* [TASK DESCRIPTION] Reproduce the lines below, substituting "occurrence" for each "instance" and keeping everything else the same. Omit the pictures.

* [MATERIAL SHOWN]

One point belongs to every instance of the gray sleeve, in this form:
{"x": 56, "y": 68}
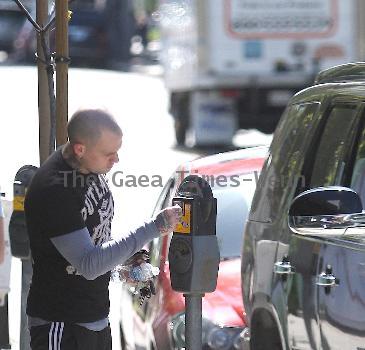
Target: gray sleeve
{"x": 92, "y": 261}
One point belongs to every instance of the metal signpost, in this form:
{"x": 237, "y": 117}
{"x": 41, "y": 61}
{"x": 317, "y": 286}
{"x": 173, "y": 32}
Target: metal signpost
{"x": 194, "y": 253}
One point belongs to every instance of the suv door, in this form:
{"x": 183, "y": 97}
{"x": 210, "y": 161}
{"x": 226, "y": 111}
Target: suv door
{"x": 330, "y": 165}
{"x": 340, "y": 160}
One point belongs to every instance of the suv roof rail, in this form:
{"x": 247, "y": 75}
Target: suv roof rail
{"x": 341, "y": 73}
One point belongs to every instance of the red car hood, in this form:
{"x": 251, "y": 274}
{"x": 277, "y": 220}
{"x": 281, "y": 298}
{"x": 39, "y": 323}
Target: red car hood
{"x": 224, "y": 306}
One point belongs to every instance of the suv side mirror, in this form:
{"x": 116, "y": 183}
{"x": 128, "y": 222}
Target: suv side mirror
{"x": 326, "y": 212}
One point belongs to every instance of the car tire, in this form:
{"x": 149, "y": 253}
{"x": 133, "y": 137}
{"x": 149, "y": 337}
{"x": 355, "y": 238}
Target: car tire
{"x": 264, "y": 333}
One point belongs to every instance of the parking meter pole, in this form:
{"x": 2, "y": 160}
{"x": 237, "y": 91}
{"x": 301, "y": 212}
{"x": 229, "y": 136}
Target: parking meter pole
{"x": 193, "y": 321}
{"x": 194, "y": 253}
{"x": 62, "y": 61}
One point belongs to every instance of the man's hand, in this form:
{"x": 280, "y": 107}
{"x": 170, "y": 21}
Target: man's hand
{"x": 167, "y": 219}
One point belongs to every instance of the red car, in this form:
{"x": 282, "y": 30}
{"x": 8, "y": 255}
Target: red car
{"x": 159, "y": 322}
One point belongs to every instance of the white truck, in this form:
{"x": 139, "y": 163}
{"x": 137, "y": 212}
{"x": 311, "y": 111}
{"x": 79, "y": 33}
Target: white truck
{"x": 232, "y": 64}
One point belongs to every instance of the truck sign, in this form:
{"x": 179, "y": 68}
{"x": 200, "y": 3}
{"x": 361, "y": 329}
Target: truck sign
{"x": 264, "y": 19}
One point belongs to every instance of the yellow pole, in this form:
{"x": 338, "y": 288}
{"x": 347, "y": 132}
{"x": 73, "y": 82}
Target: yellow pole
{"x": 62, "y": 60}
{"x": 43, "y": 89}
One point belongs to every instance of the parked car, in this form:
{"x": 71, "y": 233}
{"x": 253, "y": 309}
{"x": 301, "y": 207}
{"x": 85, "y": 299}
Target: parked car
{"x": 99, "y": 33}
{"x": 159, "y": 324}
{"x": 303, "y": 263}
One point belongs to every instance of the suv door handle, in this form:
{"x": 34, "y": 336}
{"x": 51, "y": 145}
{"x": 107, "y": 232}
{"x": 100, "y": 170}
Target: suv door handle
{"x": 327, "y": 279}
{"x": 284, "y": 267}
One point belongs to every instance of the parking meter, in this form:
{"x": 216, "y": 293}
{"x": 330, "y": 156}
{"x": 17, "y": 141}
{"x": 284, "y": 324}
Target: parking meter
{"x": 18, "y": 234}
{"x": 194, "y": 253}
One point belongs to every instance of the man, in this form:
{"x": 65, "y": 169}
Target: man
{"x": 69, "y": 210}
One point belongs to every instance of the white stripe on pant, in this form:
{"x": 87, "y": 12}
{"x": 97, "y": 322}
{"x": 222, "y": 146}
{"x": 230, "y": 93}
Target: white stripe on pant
{"x": 55, "y": 336}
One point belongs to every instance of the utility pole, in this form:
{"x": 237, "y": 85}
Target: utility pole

* [EXPECTED OUTPUT]
One point belongs to every occurrence of the gray sleeve, in this form:
{"x": 56, "y": 68}
Target: gray sleeve
{"x": 92, "y": 261}
One point belongs to every occurrence of the metal signpost, in this form:
{"x": 237, "y": 117}
{"x": 41, "y": 61}
{"x": 317, "y": 286}
{"x": 173, "y": 32}
Target: metal signpost
{"x": 194, "y": 253}
One point belongs to every occurrence of the suv door, in this form:
{"x": 183, "y": 97}
{"x": 210, "y": 161}
{"x": 226, "y": 111}
Target: suv door
{"x": 330, "y": 165}
{"x": 340, "y": 160}
One point belongs to every occurrence of the suv roof rail, in this form:
{"x": 247, "y": 75}
Target: suv roof rail
{"x": 341, "y": 73}
One point belongs to every occurrence of the red car hood, in this form:
{"x": 251, "y": 274}
{"x": 277, "y": 220}
{"x": 281, "y": 298}
{"x": 39, "y": 323}
Target: red car hood
{"x": 224, "y": 306}
One point belongs to every occurrence of the suv side mirror, in this form:
{"x": 116, "y": 183}
{"x": 128, "y": 222}
Target: suv side mirror
{"x": 326, "y": 212}
One point belongs to every occurrence of the car tire, in this form:
{"x": 149, "y": 253}
{"x": 133, "y": 137}
{"x": 149, "y": 337}
{"x": 355, "y": 238}
Target: car tire
{"x": 264, "y": 333}
One point belongs to every occurrence of the parking meter pole, in this form:
{"x": 2, "y": 160}
{"x": 237, "y": 91}
{"x": 301, "y": 212}
{"x": 229, "y": 136}
Target: parking meter pole
{"x": 193, "y": 321}
{"x": 194, "y": 253}
{"x": 62, "y": 61}
One point belongs to every occurrence of the man's hand, in this form:
{"x": 280, "y": 107}
{"x": 170, "y": 21}
Target: man's hand
{"x": 167, "y": 219}
One point belongs to every occurrence of the red car, in this form:
{"x": 282, "y": 30}
{"x": 8, "y": 255}
Target: red car
{"x": 159, "y": 322}
One point belongs to every occurrence of the white truck, in this form:
{"x": 139, "y": 163}
{"x": 137, "y": 212}
{"x": 311, "y": 111}
{"x": 79, "y": 33}
Target: white truck
{"x": 232, "y": 64}
One point belongs to every occurrence of the truck sign, in this form:
{"x": 179, "y": 68}
{"x": 200, "y": 3}
{"x": 361, "y": 329}
Target: truck sign
{"x": 264, "y": 19}
One point belongs to every occurrence of the yellow pole, in this form:
{"x": 338, "y": 288}
{"x": 347, "y": 132}
{"x": 73, "y": 82}
Target: yellow pole
{"x": 62, "y": 60}
{"x": 43, "y": 89}
One point belongs to every occurrence of the parked car, in this form:
{"x": 71, "y": 233}
{"x": 253, "y": 309}
{"x": 301, "y": 207}
{"x": 85, "y": 299}
Target: parked car
{"x": 99, "y": 33}
{"x": 159, "y": 324}
{"x": 303, "y": 263}
One point belongs to every occurrence of the suv door handle, in this form:
{"x": 34, "y": 336}
{"x": 51, "y": 145}
{"x": 107, "y": 232}
{"x": 100, "y": 170}
Target: suv door handle
{"x": 327, "y": 279}
{"x": 284, "y": 267}
One point belongs to every occurrence of the parking meter, in this form:
{"x": 216, "y": 293}
{"x": 330, "y": 156}
{"x": 17, "y": 141}
{"x": 284, "y": 324}
Target: parking meter
{"x": 18, "y": 234}
{"x": 194, "y": 253}
One point belongs to every occurrence of the man, in this form:
{"x": 65, "y": 169}
Target: man
{"x": 69, "y": 210}
One point belongs to every occurrence of the white stripe on pant, in this form:
{"x": 87, "y": 12}
{"x": 97, "y": 322}
{"x": 222, "y": 146}
{"x": 230, "y": 93}
Target: white stripe on pant
{"x": 55, "y": 336}
One point belongs to every occurrence of the utility pole, in this form:
{"x": 237, "y": 85}
Target: utility pole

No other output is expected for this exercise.